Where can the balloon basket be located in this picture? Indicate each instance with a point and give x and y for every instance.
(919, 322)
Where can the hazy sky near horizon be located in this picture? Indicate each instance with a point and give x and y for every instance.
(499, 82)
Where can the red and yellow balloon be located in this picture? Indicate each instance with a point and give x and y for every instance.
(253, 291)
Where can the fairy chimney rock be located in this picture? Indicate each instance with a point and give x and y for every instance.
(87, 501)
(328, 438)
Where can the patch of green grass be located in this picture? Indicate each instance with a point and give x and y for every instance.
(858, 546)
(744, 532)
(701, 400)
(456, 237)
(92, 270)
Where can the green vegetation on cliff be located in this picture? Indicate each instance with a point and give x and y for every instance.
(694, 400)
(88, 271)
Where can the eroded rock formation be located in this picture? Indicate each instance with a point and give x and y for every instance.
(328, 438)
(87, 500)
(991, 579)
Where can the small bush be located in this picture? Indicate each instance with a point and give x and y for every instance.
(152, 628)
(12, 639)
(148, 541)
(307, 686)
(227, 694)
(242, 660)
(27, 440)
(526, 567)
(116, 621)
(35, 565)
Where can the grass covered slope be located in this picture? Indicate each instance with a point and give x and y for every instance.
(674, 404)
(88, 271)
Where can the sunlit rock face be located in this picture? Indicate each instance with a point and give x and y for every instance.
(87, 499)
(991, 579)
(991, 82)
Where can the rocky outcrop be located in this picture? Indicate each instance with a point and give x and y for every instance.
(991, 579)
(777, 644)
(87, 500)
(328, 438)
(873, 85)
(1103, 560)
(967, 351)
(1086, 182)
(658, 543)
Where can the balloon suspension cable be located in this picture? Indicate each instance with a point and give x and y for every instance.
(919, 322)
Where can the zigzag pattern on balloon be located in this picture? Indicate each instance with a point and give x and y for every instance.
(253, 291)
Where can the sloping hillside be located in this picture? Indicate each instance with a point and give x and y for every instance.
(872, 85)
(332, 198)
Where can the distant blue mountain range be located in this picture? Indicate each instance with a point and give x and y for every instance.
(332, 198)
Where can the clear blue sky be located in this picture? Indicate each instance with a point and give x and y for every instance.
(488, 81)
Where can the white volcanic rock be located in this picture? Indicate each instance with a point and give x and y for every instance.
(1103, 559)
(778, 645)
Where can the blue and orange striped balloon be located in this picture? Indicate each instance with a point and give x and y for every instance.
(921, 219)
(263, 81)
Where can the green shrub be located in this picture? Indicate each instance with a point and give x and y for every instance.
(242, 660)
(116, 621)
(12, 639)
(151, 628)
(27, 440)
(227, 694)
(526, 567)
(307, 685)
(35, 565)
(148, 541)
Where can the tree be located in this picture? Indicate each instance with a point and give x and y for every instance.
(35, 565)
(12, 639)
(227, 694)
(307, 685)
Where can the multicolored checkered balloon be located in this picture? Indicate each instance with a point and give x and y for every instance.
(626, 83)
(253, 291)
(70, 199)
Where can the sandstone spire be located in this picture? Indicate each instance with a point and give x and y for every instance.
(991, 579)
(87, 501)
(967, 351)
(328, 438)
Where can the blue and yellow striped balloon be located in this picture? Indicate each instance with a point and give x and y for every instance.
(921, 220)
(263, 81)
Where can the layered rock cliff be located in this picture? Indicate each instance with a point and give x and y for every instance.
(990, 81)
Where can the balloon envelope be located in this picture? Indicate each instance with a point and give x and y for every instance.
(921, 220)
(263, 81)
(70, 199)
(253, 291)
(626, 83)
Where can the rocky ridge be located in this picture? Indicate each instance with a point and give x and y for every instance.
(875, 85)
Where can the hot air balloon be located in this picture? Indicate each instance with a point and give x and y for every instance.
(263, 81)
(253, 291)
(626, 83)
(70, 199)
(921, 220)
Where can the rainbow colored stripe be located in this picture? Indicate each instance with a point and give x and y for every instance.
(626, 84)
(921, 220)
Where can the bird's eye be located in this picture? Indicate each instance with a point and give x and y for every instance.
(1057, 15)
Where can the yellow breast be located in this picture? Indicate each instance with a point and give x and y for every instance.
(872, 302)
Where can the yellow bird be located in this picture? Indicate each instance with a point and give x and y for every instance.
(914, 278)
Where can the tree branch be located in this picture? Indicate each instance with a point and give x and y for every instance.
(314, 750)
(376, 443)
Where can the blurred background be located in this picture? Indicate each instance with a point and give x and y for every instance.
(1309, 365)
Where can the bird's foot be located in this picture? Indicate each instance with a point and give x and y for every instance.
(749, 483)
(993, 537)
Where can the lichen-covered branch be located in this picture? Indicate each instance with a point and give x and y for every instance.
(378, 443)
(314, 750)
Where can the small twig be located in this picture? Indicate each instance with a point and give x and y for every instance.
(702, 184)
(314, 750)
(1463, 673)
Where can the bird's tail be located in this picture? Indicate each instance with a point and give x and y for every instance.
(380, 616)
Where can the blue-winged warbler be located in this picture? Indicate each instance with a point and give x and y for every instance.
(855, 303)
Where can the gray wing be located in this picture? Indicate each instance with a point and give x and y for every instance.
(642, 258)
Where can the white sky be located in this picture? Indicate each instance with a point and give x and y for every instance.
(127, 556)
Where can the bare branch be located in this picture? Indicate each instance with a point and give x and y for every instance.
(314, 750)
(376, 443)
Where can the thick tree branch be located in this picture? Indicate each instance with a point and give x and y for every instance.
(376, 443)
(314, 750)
● ● ●
• What is asked:
Return the material exactly as it stands.

• Completed task:
Where can the balloon basket be located in this picture? Indicate each instance with a point and give x and y for every instance.
(919, 322)
Where can the hazy sky near horizon be located in this picture? Indicate each instance with a point and give x and y for every instance.
(499, 82)
Where can the red and yellow balloon be located in this picture? Indicate each instance with a point and give x and y for every instance.
(253, 291)
Where can the fairy chimney rock be located in this picture? Indicate each instance with a point and give x and y for every instance.
(87, 501)
(328, 438)
Where can the patch of green grass be located in this picture? Indicate each instance with a point and give x and y for every instance.
(858, 546)
(744, 532)
(701, 400)
(456, 237)
(92, 270)
Where can the green vegetation on cliff be located in this picture? Indicate each instance with a point and give x and y for every instance.
(694, 400)
(88, 271)
Where can the eroded rock formation be located in this picture? Indicate each instance with a point and give x and y for every instance.
(328, 438)
(87, 500)
(991, 579)
Where can the small bush be located in this picture? Indicate each instance with a point and give x and y for every instance.
(152, 628)
(12, 639)
(148, 541)
(307, 686)
(227, 694)
(242, 660)
(27, 440)
(526, 567)
(116, 621)
(35, 565)
Where can the grass covered slope be located in this picture? Indicate each instance with a point and give x and y for every instance.
(674, 404)
(88, 271)
Where can the sunlit rock face be located in this picture? Indicate each instance with a point and give x and y for every instance.
(87, 499)
(991, 579)
(991, 82)
Where can the rocky outcrop be located in this picture? Indicate each instance with a point and give x and y for every instance.
(991, 579)
(777, 644)
(87, 500)
(328, 438)
(873, 85)
(1103, 560)
(967, 351)
(1086, 182)
(658, 543)
Where can the balloon suspension cable be located in this picture? Indicate each instance with a point and give x and y for every instance.
(919, 322)
Where can the zigzag pattern on balloon be located in this picture? Indicate each instance with a point and give x and y for every instance.
(253, 291)
Where can the sloping hillside be located in this picture? Indicate each instance with a point and give x and y for every instance.
(872, 85)
(332, 198)
Where can the distant blue mountain range be located in this picture? Indicate each instance with a point and give x and y for every instance.
(332, 198)
Where can the clear blue sky be located in this picture? Indicate each instance with a point and give x and y for every instance.
(488, 81)
Where can the white volcanic rock be located in this picture? Indicate each instance with a point and give x and y for every instance.
(1103, 559)
(778, 645)
Where can the blue and orange striped balloon be located in this picture? Indicate each instance with a point and give x and y for every instance.
(921, 219)
(263, 81)
Where can the green shrub be located in this picture? Indicate each instance with a point and give x and y for every instance.
(242, 660)
(116, 621)
(12, 639)
(151, 628)
(27, 440)
(227, 694)
(526, 567)
(307, 685)
(35, 565)
(148, 541)
Where can the tree be located in this picture? Indicate each instance with a point and give x and y for every instance.
(35, 565)
(12, 639)
(227, 694)
(307, 685)
Where can the multicolored checkered balloon be located in this picture? Indicate each instance with a point and give x and y for every instance.
(626, 83)
(253, 291)
(70, 199)
Where can the sandstone spire be located in this picture? Indicate each instance with a point and give x and y for every instance.
(991, 579)
(87, 501)
(967, 351)
(328, 438)
Where can the blue and yellow striped balloon be located in this picture? Indicate each instance with a point and give x and y for every instance.
(921, 220)
(263, 81)
Where can the layered rock cliff be located in this picture? Indicate each instance with a point and give x and y for every instance.
(990, 81)
Where can the balloon envelope be located in this picture? Indicate each instance with a point and give x and y for every instance.
(921, 220)
(263, 81)
(70, 199)
(253, 291)
(626, 83)
Where can the rocky ridge be located in this picture? Indicate each instance with a point and give x and y for every instance.
(875, 85)
Where can the hot air balloon be located in this picture? Indicate each instance with a point and give x and y for every instance.
(263, 81)
(253, 291)
(626, 83)
(70, 199)
(921, 220)
Where can the rainbow colored stripe be located in this picture? Indicate each instance with a point and give x and y for every instance.
(626, 84)
(921, 220)
Where can the bird's eye be located in this picture? Indicate each instance with a point and give x and y for every instance.
(1057, 15)
Where can the yellow breast be located in this picture? Indicate each instance with a point and give x and y for every instance.
(872, 302)
Where can the yellow bird be located in this picture? Indicate each instance with a point and give x and y for every instance.
(914, 278)
Where can the tree branch be located in this picture? Indicate each instance with a point and give x and y for every instance.
(314, 750)
(376, 443)
Where can the blurred background be located in this picture? Indicate each instance with a point and give x and y for every instance.
(1309, 365)
Where can the bird's foot be located in this picture? Indicate each instance with a point and give x and y for every instance.
(749, 483)
(993, 537)
Where can the lichen-covered branch be located in this picture? Indicate each instance with a point and give x and y for every instance.
(378, 443)
(314, 750)
Where can the small twig be located in this picture? Indicate each instance with a point and give x and y for every instance.
(702, 184)
(314, 750)
(1463, 673)
Where can the bird's tail be located in this picture? Indicate each instance with a point and give x and y for every instance.
(380, 616)
Where can the blue-winged warbler be located in this picture? Indicate each instance with a point and give x and y for every instance.
(855, 303)
Where can the gray wing be located in this picture? Indicate each instance with a point and give x and y for every instance.
(642, 258)
Where can the white sky be located in this picture? Indicate each instance with a point and give x and y for every instance.
(127, 556)
Where can the bare branch be located in this picture? Indicate each instance with a point and give x and y for every instance.
(314, 750)
(376, 443)
Where can the thick tree branch be located in this picture? Indicate each instance with a point and give x and y for every instance.
(376, 443)
(314, 750)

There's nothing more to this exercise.